• _To do_: Every line below must come back exactly as it stands, with the images omitted.

• _Material supplied_:
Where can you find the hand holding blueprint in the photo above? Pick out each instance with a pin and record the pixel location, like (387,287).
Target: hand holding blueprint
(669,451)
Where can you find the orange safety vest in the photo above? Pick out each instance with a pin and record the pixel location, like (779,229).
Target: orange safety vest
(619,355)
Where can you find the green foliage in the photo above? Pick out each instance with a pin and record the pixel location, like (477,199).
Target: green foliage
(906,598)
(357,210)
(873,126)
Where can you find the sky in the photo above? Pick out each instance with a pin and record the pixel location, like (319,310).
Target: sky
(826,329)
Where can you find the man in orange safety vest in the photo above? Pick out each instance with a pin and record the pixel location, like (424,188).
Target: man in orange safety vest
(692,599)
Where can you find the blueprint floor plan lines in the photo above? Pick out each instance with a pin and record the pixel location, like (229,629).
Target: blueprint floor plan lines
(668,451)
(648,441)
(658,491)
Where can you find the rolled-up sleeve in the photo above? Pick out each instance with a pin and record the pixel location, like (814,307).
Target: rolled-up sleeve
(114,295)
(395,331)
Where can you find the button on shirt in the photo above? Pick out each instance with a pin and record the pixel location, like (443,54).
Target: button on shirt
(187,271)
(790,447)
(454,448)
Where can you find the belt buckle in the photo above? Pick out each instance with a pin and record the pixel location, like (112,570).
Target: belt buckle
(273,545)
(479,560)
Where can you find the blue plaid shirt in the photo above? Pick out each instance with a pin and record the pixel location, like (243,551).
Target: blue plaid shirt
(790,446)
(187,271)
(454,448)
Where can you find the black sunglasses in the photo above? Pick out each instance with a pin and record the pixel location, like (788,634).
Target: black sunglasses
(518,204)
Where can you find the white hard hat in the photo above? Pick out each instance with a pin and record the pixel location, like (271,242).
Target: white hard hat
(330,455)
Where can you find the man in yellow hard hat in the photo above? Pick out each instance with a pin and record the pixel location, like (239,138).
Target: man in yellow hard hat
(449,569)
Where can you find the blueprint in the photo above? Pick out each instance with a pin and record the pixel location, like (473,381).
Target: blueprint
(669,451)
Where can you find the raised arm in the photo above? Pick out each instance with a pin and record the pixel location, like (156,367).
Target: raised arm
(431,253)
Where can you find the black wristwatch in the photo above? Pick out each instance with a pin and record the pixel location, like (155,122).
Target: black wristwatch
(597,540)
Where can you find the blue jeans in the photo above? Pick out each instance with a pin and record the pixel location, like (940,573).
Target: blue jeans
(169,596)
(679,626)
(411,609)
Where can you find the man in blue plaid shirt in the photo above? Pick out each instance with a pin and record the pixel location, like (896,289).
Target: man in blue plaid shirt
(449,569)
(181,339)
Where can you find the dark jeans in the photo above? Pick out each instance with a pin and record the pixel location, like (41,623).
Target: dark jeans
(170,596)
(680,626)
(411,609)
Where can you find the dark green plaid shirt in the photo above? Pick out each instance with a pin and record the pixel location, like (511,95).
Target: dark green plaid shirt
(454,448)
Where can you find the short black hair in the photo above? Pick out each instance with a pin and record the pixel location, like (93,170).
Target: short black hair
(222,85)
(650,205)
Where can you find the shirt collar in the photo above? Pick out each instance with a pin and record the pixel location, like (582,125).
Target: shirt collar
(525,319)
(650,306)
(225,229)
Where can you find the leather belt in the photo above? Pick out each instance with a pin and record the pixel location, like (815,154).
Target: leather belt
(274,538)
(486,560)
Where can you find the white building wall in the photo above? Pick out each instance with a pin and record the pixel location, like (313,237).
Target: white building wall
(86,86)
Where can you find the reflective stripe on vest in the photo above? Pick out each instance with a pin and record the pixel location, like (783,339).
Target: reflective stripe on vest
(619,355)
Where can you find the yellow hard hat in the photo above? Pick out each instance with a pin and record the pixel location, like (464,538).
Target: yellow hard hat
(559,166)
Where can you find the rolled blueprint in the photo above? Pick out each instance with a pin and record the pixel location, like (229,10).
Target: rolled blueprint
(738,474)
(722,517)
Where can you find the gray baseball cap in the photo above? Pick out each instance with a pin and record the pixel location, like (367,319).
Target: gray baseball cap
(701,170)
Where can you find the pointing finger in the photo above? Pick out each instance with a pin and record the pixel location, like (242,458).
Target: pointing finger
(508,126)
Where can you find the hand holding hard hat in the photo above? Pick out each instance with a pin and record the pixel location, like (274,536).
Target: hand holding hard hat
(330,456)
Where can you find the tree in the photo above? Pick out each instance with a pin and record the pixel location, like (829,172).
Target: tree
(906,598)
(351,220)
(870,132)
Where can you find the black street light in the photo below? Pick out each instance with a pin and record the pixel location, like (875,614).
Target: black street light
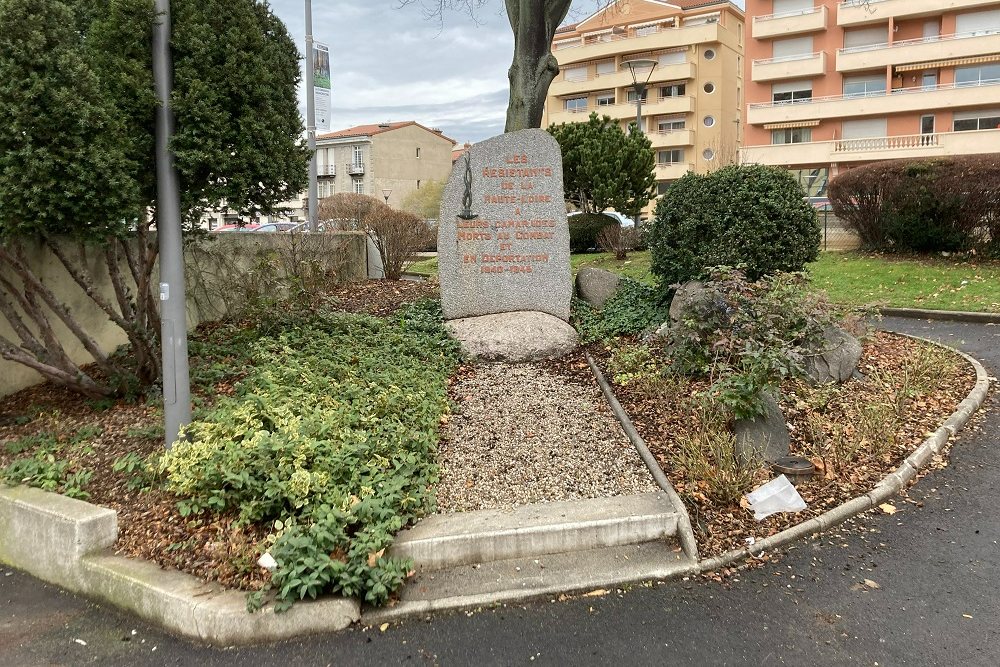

• _Result for this exercise_:
Where can you find the hand holding blueprint in the photo above? Pick out each instance with a pin and record the pixel location, like (387,287).
Target: hand holding blueprint
(669,451)
Where can you find the orange safety vest in the photo above? Pick out each instance with a pin and record the pixel location, like (779,229).
Target: orange safety vest
(619,355)
Where can you find the green foliage in the photo above? Pick out each instance with a pin and record the pixel location, like (477,199).
Target: green foliage
(906,598)
(357,210)
(873,126)
Where can you find the sky in the photo above? Pick out each instance with a pin and record the pixel location, like (319,310).
Target: sky
(826,329)
Where can you find the man in orange safety vest in the photo above? Pick out each instance with a pin and record the pixel location, like (424,188).
Target: man in orange safety vest
(692,599)
Where can you find the blueprint floor plan lines in the photo above? Pick out each instance with a pin and record the pixel location, like (229,629).
Target: blueprint floor plan lines
(668,451)
(648,441)
(658,491)
Where can you find the rolled-up sleeve in the photo above? Pick out each instance with a pin and record the pixel location, like (814,307).
Target: rolled-up sleeve
(114,295)
(395,331)
Where can you find the button on shirt in the photo above? Pick out each instance with a pin and record the pixel location, like (443,54).
Target: button on shirt
(187,271)
(790,447)
(454,448)
Where can you find the belt buckle in the photo above? Pick out each instance with a pin and record the pixel location, like (112,570).
Target: belt buckle
(273,545)
(479,560)
Where can you find the blue plaid shirt in the photo above? Pick out each instance with a pin and record the pixel location, like (243,551).
Target: blue plaid shirt
(790,446)
(187,271)
(454,448)
Where can you find the black sunglasses in the photo above? Pick out each instance with a pin and record the pixel location, like (788,634).
Target: black sunglasses
(518,204)
Where can you find the white hard hat in the photo above? Pick out each instance with a pin and record the pixel location, like (271,242).
Target: white hard hat
(330,455)
Where can you find the man in yellow hard hat in the photo above? Pick out each instance with a pin and record the pixel location, like (239,138).
Target: man in yellow hard hat
(449,569)
Where can you find the blueprint in the photo above? Pick out each instance with a pin and record the pixel location, like (473,381).
Target: blueprint
(669,451)
Where can you find the raised arm in the photo above? Pick out each instance with a pin and record the pixel location, like (156,367).
Target: raised arm
(431,253)
Where can you find the black wristwatch in the photo above? Pick out each instance with a pin and record the pixel location, like (155,122).
Target: black wristwatch
(597,540)
Where can you find the blue jeans in the photo above? Pick out each instance with a pin and record the pixel location, like (940,573).
Target: blue jeans
(169,596)
(679,626)
(411,609)
Where can you find the man in blue plaid shirt in the photo above? Pick out each instance with a pin and record the pixel location, like (896,289).
Target: man in blue plaid shirt
(449,569)
(181,339)
Where can you find the dark jeans in the photo above? Pick out each instance with a pin and record the pixel location, like (41,623).
Target: dark jeans
(170,596)
(680,626)
(411,609)
Where can you find the dark green plaid shirt in the photo above? Pick out each instance with a pin and record the pixel location, like (511,95).
Target: dark green plaid shirt
(454,448)
Where can you find the short black hair in the photo above? Pick out each instance with a pin and record the pixel location, like (93,170).
Target: short black hair
(222,85)
(650,205)
Where can you find the shirt collar in the photo above? Pick out each instance with a pin and record the pixel location, like (582,125).
Target: shirt collar
(525,319)
(650,306)
(225,229)
Where can you find the leather belt in the photo above? Pick out each instance with a pin and record the pixel location, like (815,154).
Target: leather belt
(274,538)
(486,560)
Where can you find the white building wall in the photo above? Pick out each instance with a pin and record the pixel location, like (313,237).
Target: white building wall
(86,86)
Where can you find the reflective stripe on vest in the photo above? Pick out each instance with a pin and record the pixel location, like (783,339).
Target: reflective stripe on vest
(619,355)
Where can you find the yellow hard hat in the photo above? Pick out each instance with a pin and record the pixel location, like (464,538).
Target: yellow hard hat
(559,166)
Where can you find the rolled blueprint in the photo above? Pick out each instance with a pin and record the pixel location, like (229,10).
Target: rolled blueprint
(738,474)
(722,517)
Where can you find the gray baseball cap in the photo above? Pick out each instance with a pin and record the pixel location, like (367,319).
Target: gray baseball cap
(701,170)
Where can you find the pointing finger in the photo above? Pick out each instance with a pin and record the pixel location, like (242,458).
Target: pointing finger
(508,126)
Where can you find the hand holding hard hat in the photo above? Pick out each instance with a pin and record the pixel location, like (274,536).
Target: hand holding hard hat
(330,456)
Where can you find the tree in the photo above? Pick out each instance with a pin and record the pixel location, like (829,172).
Target: tree
(906,598)
(351,220)
(870,132)
Where can you find the black street light in the photo below? Pick out each instance with a pin and record the pixel location, like (875,614).
Target: black street light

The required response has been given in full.